EXCERPT TO READ:
::::
PROZAC

Love, loathe, repeat.
2010-03-21 17:21:36 (UTC)

Feels like it's raining all the time.

I've felt pretty shit this week mainly because out of no
where you told me you were going to cuba on saturday last
week. You're back now, we talked last night for a little
bit and again today. I feel like I have nothing to say to
you. All week i've felt like shit because I didn't get to
say goodbye to you, because I wasn't able to talk to, or
hear from you. All I could think about yesterday at work
was you coming home, being able to talk to you again, yet
I have nothing to say.

You didn't really tell me about cuba, but I guess
that's 'cause you spent most of your time drunk or
sleeping with your ex... Who is now your bf? I don't
really understand how I feel anymore. I've been told by a
few people that Heidi likes me, she's very awkward though.
I guess I should do something about that, but then it's
like, I still have feelings for you, I still love you, i'd
still give up everything to be with you. I wish you'd love
me back, or even feel something for me. Who am I kidding
though right? Something good happening for a change,
yeah 'cause that'll fucking happen.
::::
(Pointing and labeling entries)
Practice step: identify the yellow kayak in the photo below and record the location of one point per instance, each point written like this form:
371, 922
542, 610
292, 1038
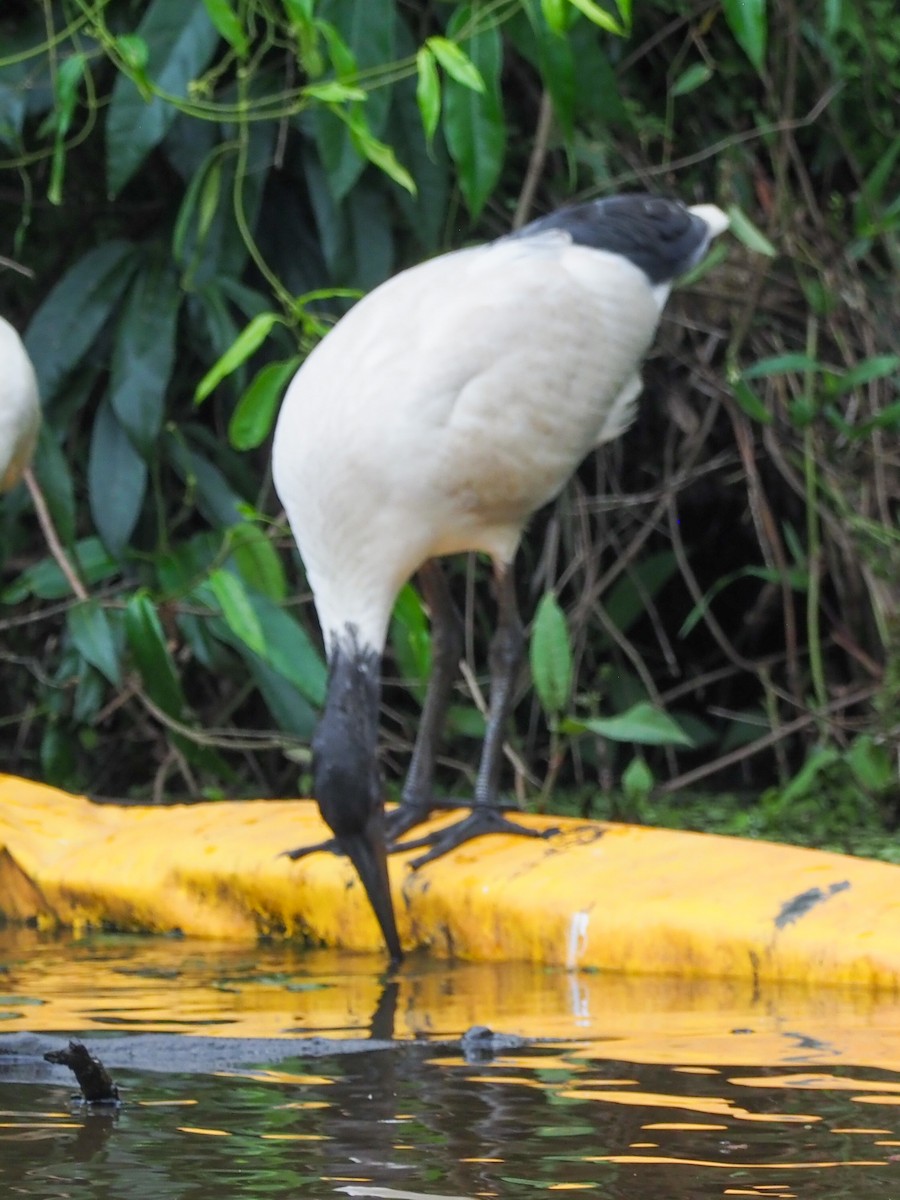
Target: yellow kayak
::::
PROBLEMS:
A – Reproduce the diary entry word for word, everything from "I guess I should" down to "that'll fucking happen.".
B – Revise the records by putting "red canoe" wherever "yellow kayak" appears, keeping everything else unchanged. Leave the pictures out of your answer.

RESULTS FOR EACH TASK:
A –
I guess I should do something about that, but then it's
like, I still have feelings for you, I still love you, i'd
still give up everything to be with you. I wish you'd love
me back, or even feel something for me. Who am I kidding
though right? Something good happening for a change,
yeah 'cause that'll fucking happen.

B –
Practice step: identify the red canoe in the photo below and record the location of one point per instance, each point written like this form:
371, 922
542, 610
292, 1038
Target: red canoe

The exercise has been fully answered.